**Data to use**
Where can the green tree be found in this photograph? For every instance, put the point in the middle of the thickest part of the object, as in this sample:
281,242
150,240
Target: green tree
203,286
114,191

**Description of the task**
Output the material verbatim.

**Exercise output**
Where can the green tree be found in this photograph? For every instance, put the point in the middle of the thickest part of the object, as in this sample:
281,242
150,240
Target: green tree
203,286
114,191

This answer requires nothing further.